_Goal of the exercise_. Please return the lines from the one with "You are tasked with locating the sky." through the end of the listing below, word for word, with every picture left out.

# # #

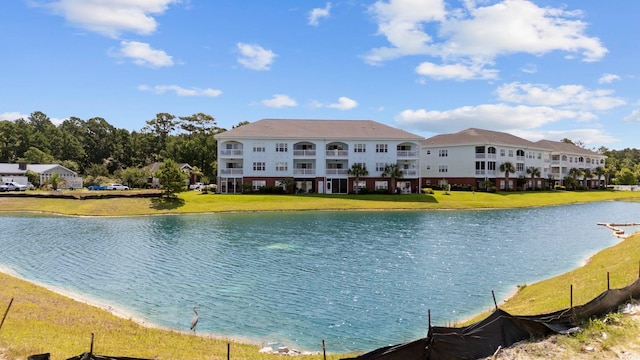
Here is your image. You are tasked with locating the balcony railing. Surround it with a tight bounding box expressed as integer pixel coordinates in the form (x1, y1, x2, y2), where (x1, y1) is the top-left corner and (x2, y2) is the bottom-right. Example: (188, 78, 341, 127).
(220, 169, 243, 175)
(400, 169, 418, 177)
(294, 169, 315, 175)
(326, 150, 348, 157)
(293, 150, 316, 157)
(397, 150, 418, 157)
(220, 149, 243, 157)
(326, 169, 348, 175)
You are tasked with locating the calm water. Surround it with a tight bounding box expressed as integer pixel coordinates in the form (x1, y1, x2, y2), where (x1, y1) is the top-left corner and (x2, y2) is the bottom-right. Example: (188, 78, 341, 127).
(1, 201, 639, 352)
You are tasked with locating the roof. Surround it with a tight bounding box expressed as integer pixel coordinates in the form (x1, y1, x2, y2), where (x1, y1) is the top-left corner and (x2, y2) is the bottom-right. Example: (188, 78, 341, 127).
(215, 119, 424, 141)
(535, 140, 603, 157)
(422, 128, 543, 149)
(0, 163, 77, 175)
(145, 162, 193, 173)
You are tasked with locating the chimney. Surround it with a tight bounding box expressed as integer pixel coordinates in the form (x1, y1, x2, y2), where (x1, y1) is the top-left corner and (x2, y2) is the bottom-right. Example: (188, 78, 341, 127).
(18, 162, 27, 170)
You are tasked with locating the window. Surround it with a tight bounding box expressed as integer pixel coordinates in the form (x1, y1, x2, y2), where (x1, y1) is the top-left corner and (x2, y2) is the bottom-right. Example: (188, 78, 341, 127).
(488, 161, 496, 171)
(517, 149, 525, 157)
(375, 181, 388, 190)
(488, 147, 496, 155)
(438, 164, 448, 173)
(438, 149, 448, 157)
(376, 144, 388, 153)
(426, 150, 431, 155)
(376, 163, 385, 172)
(516, 163, 524, 172)
(253, 162, 265, 171)
(500, 149, 505, 157)
(275, 162, 288, 171)
(475, 161, 486, 170)
(253, 143, 265, 152)
(353, 180, 366, 192)
(252, 180, 266, 191)
(276, 143, 288, 152)
(537, 152, 542, 159)
(354, 144, 366, 153)
(508, 150, 514, 157)
(475, 146, 485, 154)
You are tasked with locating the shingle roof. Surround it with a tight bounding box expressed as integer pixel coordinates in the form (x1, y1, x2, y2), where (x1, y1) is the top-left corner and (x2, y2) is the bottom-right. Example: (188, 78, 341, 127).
(422, 128, 543, 149)
(0, 163, 76, 175)
(215, 119, 424, 140)
(535, 140, 602, 156)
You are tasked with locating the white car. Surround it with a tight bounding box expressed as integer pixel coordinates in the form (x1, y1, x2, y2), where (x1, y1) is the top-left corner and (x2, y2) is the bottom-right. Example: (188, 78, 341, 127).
(2, 181, 28, 191)
(107, 183, 129, 190)
(189, 182, 203, 190)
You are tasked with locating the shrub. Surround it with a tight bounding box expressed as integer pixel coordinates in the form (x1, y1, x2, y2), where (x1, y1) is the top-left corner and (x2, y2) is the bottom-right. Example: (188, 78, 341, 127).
(422, 188, 434, 194)
(554, 185, 566, 190)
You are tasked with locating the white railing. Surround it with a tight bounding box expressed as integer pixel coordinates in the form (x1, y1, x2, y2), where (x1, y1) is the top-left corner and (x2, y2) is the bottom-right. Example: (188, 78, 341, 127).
(326, 169, 348, 175)
(220, 150, 243, 156)
(220, 169, 243, 175)
(293, 150, 316, 156)
(326, 150, 348, 157)
(475, 169, 486, 175)
(400, 169, 417, 176)
(475, 154, 485, 159)
(397, 151, 418, 157)
(294, 169, 315, 175)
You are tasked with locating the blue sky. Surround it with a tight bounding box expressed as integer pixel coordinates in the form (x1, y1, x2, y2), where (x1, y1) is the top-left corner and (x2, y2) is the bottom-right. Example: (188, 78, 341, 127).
(1, 0, 638, 150)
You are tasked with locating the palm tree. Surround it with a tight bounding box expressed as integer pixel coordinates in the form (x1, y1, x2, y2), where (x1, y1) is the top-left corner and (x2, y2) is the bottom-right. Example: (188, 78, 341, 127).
(525, 166, 541, 190)
(47, 173, 66, 191)
(382, 163, 403, 194)
(499, 161, 515, 190)
(582, 168, 593, 189)
(347, 163, 369, 194)
(568, 168, 583, 190)
(594, 166, 605, 188)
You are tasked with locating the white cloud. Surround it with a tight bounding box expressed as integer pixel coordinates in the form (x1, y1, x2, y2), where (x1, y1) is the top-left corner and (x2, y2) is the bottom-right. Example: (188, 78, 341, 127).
(366, 0, 607, 74)
(415, 62, 498, 80)
(115, 41, 173, 68)
(237, 43, 277, 71)
(521, 64, 538, 74)
(624, 110, 640, 123)
(42, 0, 180, 38)
(513, 128, 619, 145)
(0, 112, 29, 121)
(309, 2, 331, 26)
(326, 97, 359, 110)
(138, 85, 222, 97)
(262, 94, 297, 108)
(496, 82, 626, 111)
(395, 103, 580, 133)
(599, 73, 620, 84)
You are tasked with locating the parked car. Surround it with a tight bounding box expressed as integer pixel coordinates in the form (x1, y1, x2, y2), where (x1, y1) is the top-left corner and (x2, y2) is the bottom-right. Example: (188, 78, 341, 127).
(107, 183, 129, 190)
(2, 181, 28, 191)
(189, 182, 203, 190)
(0, 184, 8, 192)
(87, 185, 107, 190)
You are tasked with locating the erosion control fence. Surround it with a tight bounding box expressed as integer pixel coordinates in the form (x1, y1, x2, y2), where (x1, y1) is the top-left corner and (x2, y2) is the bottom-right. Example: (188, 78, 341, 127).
(343, 271, 640, 360)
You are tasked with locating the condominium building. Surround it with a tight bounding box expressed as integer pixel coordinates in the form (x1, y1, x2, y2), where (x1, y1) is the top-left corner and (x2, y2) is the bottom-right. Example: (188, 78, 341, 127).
(420, 128, 606, 190)
(214, 119, 423, 194)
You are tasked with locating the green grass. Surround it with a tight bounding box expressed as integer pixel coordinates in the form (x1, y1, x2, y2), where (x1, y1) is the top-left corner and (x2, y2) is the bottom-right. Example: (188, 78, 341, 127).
(1, 189, 640, 216)
(2, 189, 640, 359)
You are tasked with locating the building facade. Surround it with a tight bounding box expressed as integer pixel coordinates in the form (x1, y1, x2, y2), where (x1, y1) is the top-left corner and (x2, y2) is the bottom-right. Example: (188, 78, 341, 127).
(535, 140, 607, 188)
(215, 119, 423, 194)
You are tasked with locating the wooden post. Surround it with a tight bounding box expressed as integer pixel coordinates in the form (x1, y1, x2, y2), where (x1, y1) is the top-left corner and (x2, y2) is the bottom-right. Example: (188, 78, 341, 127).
(0, 298, 13, 332)
(570, 284, 573, 309)
(428, 309, 431, 332)
(322, 339, 327, 360)
(227, 343, 230, 360)
(607, 272, 610, 290)
(492, 290, 498, 310)
(90, 333, 94, 355)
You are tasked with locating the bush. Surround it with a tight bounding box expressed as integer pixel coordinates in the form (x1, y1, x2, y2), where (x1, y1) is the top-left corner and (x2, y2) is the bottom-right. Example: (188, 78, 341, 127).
(554, 185, 566, 191)
(422, 188, 434, 194)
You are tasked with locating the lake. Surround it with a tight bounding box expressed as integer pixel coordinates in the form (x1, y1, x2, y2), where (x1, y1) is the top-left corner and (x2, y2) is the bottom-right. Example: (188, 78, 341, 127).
(1, 201, 639, 353)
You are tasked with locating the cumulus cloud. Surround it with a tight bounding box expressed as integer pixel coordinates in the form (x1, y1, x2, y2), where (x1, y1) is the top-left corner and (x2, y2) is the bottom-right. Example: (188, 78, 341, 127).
(513, 128, 619, 146)
(138, 85, 222, 97)
(309, 2, 331, 26)
(237, 43, 277, 71)
(395, 104, 581, 133)
(415, 62, 498, 80)
(262, 94, 297, 108)
(0, 112, 29, 121)
(313, 97, 358, 110)
(115, 41, 173, 67)
(496, 82, 626, 111)
(366, 0, 607, 79)
(598, 73, 620, 84)
(41, 0, 180, 38)
(624, 110, 640, 123)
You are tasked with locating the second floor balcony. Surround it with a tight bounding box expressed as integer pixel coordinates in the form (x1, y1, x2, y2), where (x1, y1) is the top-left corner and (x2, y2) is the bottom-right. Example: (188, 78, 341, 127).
(220, 149, 243, 157)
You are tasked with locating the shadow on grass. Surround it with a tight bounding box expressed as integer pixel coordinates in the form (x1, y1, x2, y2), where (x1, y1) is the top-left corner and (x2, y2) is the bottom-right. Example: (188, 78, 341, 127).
(149, 197, 186, 210)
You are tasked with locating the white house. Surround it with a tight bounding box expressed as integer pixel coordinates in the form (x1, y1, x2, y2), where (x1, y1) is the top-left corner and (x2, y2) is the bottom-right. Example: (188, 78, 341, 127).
(535, 140, 607, 188)
(420, 128, 607, 190)
(214, 119, 424, 194)
(420, 128, 551, 190)
(0, 162, 82, 189)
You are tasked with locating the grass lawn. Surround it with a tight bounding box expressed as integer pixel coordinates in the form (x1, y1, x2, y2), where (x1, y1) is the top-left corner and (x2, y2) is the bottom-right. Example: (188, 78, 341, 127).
(1, 189, 640, 359)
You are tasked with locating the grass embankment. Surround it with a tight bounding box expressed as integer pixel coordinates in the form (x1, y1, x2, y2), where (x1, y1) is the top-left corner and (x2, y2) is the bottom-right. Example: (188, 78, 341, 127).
(2, 190, 640, 359)
(1, 189, 640, 216)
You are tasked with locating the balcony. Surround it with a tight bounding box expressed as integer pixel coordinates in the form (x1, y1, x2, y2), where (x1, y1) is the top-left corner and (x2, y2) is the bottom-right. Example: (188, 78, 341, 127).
(397, 150, 418, 158)
(326, 150, 348, 158)
(400, 169, 418, 177)
(220, 169, 243, 175)
(293, 150, 316, 157)
(326, 169, 348, 176)
(294, 169, 315, 175)
(220, 149, 243, 157)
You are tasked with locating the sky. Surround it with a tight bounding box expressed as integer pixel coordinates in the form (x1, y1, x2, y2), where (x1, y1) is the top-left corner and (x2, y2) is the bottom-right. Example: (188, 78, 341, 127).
(1, 0, 639, 150)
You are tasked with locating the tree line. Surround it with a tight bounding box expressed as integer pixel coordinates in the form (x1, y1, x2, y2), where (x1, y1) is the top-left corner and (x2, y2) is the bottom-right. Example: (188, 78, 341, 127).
(0, 111, 639, 187)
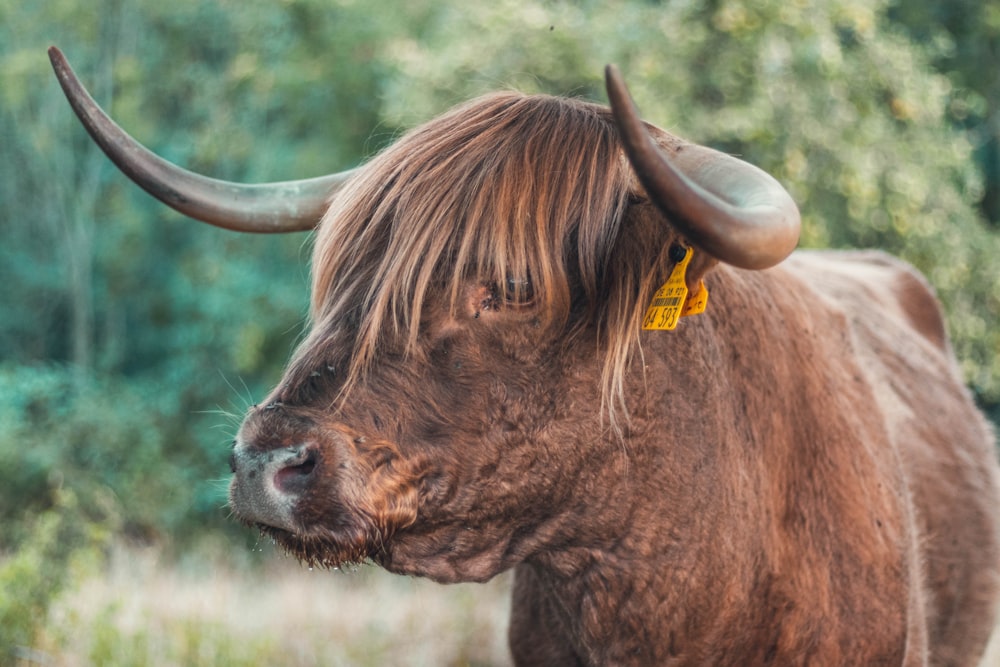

# # #

_Exercise result_.
You are tasked with locating the sky. Surround it with a tight bounding box expressed as integer pixel coordinates in the form (x1, y1, x2, y2), where (x1, y1) is the top-left corner and (x2, y2) is the bottom-right. Example: (188, 78, 341, 127).
(1, 0, 639, 150)
You are tasked with locating the tree line. Surround it with a tight bounding box expressed as integer pixel coordinates in the form (x1, y1, x2, y2), where (x1, y1) is the top-left corner and (x2, y2) is the bottom-right. Example: (188, 78, 341, 127).
(0, 111, 639, 187)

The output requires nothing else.